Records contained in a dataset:
<<<<

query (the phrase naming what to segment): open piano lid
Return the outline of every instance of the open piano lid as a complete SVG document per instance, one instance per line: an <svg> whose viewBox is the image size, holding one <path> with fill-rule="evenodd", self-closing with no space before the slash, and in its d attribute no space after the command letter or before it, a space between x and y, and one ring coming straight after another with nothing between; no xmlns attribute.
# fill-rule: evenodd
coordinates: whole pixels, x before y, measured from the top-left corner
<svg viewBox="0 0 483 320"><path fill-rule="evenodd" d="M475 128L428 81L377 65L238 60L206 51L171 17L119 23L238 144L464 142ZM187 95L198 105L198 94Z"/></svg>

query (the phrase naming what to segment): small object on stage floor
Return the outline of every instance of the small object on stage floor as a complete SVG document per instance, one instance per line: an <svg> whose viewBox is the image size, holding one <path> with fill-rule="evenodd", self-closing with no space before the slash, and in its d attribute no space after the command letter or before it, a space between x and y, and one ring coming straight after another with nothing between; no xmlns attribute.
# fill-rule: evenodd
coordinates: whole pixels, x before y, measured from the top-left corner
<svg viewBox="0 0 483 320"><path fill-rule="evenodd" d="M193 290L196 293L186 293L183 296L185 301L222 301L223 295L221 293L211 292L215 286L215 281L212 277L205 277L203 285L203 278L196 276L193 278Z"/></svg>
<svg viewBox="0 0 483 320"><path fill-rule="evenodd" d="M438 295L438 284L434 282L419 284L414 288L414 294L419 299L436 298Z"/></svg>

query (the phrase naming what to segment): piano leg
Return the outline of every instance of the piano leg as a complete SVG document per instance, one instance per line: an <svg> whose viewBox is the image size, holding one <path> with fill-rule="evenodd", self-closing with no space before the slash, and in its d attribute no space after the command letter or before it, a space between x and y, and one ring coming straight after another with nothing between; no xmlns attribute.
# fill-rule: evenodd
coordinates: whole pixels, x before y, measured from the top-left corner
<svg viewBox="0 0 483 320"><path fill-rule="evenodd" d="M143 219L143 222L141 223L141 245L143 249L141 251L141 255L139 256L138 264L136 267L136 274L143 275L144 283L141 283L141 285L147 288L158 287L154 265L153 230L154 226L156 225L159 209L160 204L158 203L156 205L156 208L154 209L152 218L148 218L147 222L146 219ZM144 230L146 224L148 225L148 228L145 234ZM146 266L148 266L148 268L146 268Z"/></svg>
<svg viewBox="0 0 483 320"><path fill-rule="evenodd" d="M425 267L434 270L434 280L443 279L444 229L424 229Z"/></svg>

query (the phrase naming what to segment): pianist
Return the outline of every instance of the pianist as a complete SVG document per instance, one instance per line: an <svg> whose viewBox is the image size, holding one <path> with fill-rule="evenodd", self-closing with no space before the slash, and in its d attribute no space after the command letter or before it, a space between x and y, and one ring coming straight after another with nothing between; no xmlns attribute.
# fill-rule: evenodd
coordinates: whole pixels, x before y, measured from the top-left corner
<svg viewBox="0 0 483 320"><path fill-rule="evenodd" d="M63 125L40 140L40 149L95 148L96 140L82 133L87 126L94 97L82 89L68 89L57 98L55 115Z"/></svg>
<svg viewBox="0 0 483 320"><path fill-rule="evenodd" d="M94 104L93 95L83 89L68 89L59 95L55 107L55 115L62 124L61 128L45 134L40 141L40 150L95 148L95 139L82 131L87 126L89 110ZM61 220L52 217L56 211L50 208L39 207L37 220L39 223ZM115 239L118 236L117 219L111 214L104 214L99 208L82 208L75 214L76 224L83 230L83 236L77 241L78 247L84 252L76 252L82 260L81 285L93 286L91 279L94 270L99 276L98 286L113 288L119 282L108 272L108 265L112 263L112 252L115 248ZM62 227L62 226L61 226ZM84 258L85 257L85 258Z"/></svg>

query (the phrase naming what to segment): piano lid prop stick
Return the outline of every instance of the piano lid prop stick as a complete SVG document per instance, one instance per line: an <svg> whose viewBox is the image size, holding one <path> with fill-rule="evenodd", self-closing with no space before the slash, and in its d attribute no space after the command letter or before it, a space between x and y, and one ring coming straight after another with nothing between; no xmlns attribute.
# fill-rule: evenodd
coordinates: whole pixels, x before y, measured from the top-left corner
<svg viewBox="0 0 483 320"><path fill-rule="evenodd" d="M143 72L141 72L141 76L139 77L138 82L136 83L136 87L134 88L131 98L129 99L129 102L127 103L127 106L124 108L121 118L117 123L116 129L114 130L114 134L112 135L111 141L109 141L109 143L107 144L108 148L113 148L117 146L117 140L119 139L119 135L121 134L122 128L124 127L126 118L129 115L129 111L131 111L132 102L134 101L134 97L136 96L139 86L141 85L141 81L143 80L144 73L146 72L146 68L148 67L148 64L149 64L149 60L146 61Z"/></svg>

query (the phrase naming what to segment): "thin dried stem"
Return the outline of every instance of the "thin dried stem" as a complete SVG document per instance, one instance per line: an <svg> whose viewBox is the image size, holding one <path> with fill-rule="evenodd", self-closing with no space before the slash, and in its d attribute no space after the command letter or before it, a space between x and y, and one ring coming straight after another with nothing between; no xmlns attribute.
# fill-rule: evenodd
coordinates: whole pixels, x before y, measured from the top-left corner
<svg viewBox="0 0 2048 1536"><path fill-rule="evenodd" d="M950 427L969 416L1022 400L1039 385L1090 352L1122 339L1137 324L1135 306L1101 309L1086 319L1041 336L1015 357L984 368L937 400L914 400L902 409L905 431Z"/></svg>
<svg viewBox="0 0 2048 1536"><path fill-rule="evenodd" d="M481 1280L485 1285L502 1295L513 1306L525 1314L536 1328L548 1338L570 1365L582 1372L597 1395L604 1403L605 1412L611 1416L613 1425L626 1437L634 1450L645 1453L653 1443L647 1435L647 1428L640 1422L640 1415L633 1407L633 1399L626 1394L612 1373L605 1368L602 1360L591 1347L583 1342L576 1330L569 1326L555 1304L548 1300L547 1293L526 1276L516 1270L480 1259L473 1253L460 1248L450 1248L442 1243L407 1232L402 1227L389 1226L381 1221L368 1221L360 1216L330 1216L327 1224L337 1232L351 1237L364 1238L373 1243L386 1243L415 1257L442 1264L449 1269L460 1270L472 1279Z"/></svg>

>>>>

PROBLEM DESCRIPTION:
Look through the entries and find each line that has the string "segment". Copy those lines.

REPLY TO THE TASK:
query (the phrase naming what to segment): open piano lid
query (the phrase naming what to segment): small object on stage floor
query (the phrase naming what to segment): piano leg
query (the phrase naming what to segment): pianist
query (the phrase naming what to segment): piano lid prop stick
query (the phrase naming what to segment): "thin dried stem"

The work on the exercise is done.